__TASK TO CARRY OUT__: Collect each line in the listing below that contains the string "rear". Case matters.

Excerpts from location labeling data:
****
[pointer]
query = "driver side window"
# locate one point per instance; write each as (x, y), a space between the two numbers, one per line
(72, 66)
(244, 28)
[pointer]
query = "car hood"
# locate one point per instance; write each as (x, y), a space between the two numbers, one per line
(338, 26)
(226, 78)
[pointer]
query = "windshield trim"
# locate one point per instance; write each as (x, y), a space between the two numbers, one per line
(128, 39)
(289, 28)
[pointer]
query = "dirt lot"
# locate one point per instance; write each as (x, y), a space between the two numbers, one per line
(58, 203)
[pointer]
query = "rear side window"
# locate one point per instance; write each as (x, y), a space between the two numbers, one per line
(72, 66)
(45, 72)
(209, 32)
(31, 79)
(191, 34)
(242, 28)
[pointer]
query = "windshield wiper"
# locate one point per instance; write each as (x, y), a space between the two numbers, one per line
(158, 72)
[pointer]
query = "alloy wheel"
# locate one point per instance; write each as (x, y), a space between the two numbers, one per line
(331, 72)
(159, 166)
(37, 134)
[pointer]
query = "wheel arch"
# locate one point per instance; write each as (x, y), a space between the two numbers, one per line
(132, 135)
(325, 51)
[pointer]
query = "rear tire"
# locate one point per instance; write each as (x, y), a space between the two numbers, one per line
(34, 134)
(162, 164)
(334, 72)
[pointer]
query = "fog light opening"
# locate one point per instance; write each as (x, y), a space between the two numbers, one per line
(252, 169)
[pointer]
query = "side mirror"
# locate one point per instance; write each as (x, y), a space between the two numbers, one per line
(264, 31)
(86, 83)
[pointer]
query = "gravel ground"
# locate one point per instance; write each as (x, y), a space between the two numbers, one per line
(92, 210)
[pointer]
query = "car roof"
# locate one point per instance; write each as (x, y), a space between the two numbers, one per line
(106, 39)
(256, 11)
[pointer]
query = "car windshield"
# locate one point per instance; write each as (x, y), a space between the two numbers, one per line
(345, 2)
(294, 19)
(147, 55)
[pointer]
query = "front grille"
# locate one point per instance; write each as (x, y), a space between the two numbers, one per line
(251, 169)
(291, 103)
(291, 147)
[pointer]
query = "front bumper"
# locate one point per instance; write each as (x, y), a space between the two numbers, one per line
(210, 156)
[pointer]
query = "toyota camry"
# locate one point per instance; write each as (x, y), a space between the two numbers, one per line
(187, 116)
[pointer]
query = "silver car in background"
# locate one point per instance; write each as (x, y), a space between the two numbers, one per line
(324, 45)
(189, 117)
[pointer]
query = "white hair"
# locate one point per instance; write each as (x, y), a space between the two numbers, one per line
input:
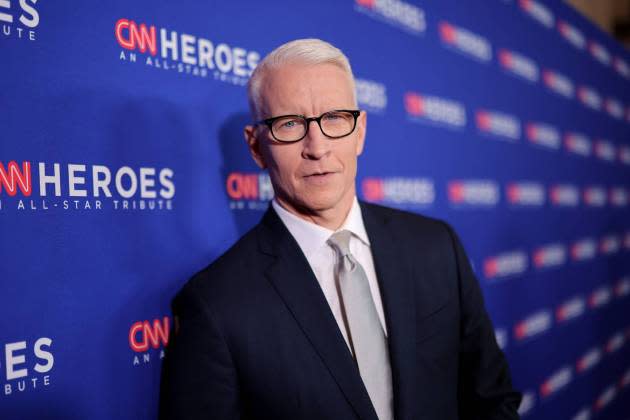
****
__OUTPUT FOR THIS TASK__:
query = "rear side window"
query = "rear tire"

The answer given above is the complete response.